Collected data entries:
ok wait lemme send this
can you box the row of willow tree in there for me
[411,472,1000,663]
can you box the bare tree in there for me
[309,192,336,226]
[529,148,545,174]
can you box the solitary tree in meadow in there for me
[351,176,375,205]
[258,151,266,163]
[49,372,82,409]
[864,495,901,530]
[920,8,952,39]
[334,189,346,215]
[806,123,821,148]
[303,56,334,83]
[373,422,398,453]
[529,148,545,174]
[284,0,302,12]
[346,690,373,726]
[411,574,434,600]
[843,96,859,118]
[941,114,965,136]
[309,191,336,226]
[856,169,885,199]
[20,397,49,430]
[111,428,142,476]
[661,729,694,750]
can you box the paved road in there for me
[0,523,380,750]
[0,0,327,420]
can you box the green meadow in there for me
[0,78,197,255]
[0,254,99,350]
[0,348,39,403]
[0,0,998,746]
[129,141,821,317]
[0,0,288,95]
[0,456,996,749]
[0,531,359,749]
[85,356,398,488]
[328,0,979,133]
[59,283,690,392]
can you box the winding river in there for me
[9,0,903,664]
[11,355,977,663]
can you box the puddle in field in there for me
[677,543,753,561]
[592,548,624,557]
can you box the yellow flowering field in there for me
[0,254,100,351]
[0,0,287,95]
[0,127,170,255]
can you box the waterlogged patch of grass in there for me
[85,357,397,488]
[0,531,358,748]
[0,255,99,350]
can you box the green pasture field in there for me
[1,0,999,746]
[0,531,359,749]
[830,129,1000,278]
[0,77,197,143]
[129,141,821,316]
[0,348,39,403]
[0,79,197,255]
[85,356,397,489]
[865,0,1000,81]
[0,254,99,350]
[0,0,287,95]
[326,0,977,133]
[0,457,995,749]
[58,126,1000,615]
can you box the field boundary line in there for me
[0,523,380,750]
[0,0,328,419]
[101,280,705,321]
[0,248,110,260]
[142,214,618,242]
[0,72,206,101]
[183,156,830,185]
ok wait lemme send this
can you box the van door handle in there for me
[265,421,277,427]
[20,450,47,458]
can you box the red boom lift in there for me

→ **WHAT YOU HAVE TO DO**
What is needed is an exact copy of the lines from the one containing "can you box the van" through the last line of the records, and nothing else.

→ **ANSWER SECTION**
can you box the van door handle in there for me
[265,421,277,427]
[20,450,47,458]
can you box the red boom lift in there for me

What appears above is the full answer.